> Task: Could you set down, character for character, the part of the material that opens with the line containing "point: small pink" and closes with the line containing "column 58, row 92", including both of those lines?

> Data excerpts:
>> start
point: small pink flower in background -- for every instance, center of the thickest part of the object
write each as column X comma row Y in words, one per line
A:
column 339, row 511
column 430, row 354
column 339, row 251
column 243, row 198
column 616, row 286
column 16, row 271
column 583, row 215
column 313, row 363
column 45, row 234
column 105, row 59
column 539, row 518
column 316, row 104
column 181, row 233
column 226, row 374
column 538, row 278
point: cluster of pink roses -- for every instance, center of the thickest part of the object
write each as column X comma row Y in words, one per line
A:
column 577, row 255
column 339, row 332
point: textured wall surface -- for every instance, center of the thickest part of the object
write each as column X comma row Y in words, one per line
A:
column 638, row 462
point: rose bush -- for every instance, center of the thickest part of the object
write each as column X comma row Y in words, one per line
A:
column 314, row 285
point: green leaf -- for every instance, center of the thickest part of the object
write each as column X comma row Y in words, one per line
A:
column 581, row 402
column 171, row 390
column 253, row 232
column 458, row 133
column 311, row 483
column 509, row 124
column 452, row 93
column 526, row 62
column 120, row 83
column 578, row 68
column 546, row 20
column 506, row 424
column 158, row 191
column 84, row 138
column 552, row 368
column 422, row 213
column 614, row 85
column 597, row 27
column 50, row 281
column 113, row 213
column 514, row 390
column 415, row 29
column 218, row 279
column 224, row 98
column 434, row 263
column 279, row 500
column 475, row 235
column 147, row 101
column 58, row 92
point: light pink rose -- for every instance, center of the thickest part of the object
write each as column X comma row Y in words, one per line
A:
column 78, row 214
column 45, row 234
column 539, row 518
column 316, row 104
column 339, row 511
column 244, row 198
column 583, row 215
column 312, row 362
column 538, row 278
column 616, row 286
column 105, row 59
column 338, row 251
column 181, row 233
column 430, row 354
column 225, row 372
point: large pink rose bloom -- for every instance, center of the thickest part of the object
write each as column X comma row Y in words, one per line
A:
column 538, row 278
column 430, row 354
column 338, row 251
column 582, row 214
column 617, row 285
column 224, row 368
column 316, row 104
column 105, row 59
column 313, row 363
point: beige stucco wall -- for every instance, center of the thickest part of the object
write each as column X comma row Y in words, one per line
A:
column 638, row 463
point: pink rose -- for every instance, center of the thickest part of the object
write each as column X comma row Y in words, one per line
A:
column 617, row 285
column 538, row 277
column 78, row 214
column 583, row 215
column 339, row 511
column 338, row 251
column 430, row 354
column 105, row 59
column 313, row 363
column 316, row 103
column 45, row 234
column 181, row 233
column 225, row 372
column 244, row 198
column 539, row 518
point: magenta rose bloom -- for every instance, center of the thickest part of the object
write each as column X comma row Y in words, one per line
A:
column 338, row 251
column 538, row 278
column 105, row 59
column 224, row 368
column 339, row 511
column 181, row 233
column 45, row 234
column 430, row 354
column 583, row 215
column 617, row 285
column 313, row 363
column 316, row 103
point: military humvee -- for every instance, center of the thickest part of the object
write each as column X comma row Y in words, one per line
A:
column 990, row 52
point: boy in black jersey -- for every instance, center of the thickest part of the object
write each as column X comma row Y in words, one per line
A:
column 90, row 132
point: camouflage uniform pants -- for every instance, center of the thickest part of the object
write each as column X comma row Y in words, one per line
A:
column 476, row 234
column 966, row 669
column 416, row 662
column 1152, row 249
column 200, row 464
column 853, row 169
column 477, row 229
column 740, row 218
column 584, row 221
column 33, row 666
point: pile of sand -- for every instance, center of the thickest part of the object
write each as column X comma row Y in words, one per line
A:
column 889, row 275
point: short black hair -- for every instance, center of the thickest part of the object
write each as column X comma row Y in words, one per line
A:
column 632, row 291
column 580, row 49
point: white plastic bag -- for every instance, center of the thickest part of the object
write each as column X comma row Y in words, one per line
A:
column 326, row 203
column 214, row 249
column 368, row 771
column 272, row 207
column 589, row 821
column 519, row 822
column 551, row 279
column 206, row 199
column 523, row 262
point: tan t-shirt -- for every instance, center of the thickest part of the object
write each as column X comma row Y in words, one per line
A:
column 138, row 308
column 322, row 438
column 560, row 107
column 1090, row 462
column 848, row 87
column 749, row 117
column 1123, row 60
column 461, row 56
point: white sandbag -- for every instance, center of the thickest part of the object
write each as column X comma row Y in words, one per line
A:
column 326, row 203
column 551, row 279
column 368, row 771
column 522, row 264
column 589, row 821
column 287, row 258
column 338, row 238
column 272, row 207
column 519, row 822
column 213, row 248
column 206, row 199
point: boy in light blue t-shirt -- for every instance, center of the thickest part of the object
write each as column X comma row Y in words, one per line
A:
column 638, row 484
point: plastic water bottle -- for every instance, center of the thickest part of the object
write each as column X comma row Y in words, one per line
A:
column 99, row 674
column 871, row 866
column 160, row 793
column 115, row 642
>> end
>> start
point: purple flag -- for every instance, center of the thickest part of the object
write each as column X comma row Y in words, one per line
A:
>> end
>> start
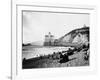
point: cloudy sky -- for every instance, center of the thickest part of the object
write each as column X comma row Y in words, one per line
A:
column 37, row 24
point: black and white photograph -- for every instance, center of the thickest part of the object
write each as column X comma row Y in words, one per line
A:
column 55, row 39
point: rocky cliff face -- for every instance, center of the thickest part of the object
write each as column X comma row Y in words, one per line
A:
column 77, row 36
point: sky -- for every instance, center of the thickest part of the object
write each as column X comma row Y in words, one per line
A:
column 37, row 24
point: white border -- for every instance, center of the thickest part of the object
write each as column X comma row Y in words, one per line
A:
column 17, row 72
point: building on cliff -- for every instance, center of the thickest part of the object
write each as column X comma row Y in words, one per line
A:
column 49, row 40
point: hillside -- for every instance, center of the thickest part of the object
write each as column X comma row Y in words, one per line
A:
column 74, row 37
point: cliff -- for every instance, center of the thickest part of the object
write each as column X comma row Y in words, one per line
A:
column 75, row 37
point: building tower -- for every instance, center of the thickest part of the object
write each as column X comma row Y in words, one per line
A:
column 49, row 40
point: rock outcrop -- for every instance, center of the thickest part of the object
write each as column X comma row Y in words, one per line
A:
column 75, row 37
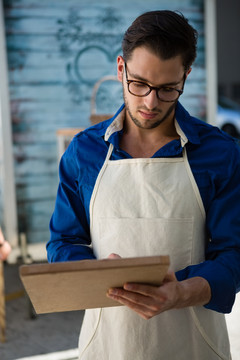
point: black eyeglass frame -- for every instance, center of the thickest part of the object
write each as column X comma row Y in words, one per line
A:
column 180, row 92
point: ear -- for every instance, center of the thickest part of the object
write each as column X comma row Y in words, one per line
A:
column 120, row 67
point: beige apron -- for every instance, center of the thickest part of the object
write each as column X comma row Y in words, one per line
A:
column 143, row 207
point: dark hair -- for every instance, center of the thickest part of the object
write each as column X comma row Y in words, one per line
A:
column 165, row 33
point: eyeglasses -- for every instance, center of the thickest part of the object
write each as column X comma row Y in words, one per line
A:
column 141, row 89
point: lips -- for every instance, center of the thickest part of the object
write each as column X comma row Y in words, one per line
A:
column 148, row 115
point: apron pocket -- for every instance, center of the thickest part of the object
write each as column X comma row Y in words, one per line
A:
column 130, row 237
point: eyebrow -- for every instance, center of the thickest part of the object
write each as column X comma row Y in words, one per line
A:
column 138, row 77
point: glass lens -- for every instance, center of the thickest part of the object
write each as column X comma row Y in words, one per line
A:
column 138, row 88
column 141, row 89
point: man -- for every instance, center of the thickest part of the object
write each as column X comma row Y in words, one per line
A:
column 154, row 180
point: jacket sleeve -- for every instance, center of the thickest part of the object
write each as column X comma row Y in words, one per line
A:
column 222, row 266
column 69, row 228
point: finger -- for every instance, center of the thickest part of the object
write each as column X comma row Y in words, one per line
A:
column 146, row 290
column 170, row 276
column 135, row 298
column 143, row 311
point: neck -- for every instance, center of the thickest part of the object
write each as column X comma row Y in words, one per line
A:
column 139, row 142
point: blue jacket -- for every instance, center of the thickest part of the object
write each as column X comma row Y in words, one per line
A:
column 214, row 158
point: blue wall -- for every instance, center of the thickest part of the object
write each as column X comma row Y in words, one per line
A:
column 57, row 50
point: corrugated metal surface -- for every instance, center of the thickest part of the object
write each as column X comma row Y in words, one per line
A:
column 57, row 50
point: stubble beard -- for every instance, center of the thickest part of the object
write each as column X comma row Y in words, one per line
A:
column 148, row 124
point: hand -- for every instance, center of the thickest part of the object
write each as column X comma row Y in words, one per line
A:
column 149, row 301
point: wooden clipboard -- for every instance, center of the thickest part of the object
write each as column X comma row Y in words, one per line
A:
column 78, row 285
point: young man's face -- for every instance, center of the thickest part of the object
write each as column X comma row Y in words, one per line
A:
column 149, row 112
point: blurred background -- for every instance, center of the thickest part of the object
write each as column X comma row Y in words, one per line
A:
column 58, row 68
>> end
> Written response:
point: small pink flower in background -- for every instance, center of the thickest part of the object
write each as column X comma row Y in words, one per line
A:
column 339, row 511
column 430, row 354
column 339, row 251
column 243, row 198
column 616, row 286
column 16, row 271
column 583, row 215
column 313, row 363
column 45, row 234
column 105, row 59
column 539, row 518
column 316, row 104
column 181, row 233
column 226, row 374
column 538, row 278
point: cluster of pink roses -- for every instance, center of the thickest part of the object
write each as column X comma row Y in words, one per line
A:
column 577, row 255
column 339, row 332
point: textured wall surface -- for every instance, center of the thickest part of the object
write each as column X comma row Y in words, one per line
A:
column 638, row 462
point: rose bush -- for every instance, center of the thickest part of the object
write each as column X comma row Y in words, one per line
A:
column 314, row 285
point: green leaf -- for every instance, center of the thickest part of the object
write each as column X comma row Y in words, one per line
A:
column 581, row 402
column 171, row 390
column 253, row 232
column 458, row 133
column 311, row 483
column 509, row 124
column 452, row 93
column 526, row 62
column 120, row 83
column 578, row 68
column 546, row 20
column 506, row 424
column 158, row 191
column 84, row 138
column 552, row 368
column 422, row 213
column 614, row 85
column 597, row 27
column 50, row 281
column 113, row 213
column 514, row 390
column 415, row 29
column 218, row 279
column 224, row 98
column 434, row 263
column 279, row 500
column 475, row 235
column 147, row 101
column 58, row 92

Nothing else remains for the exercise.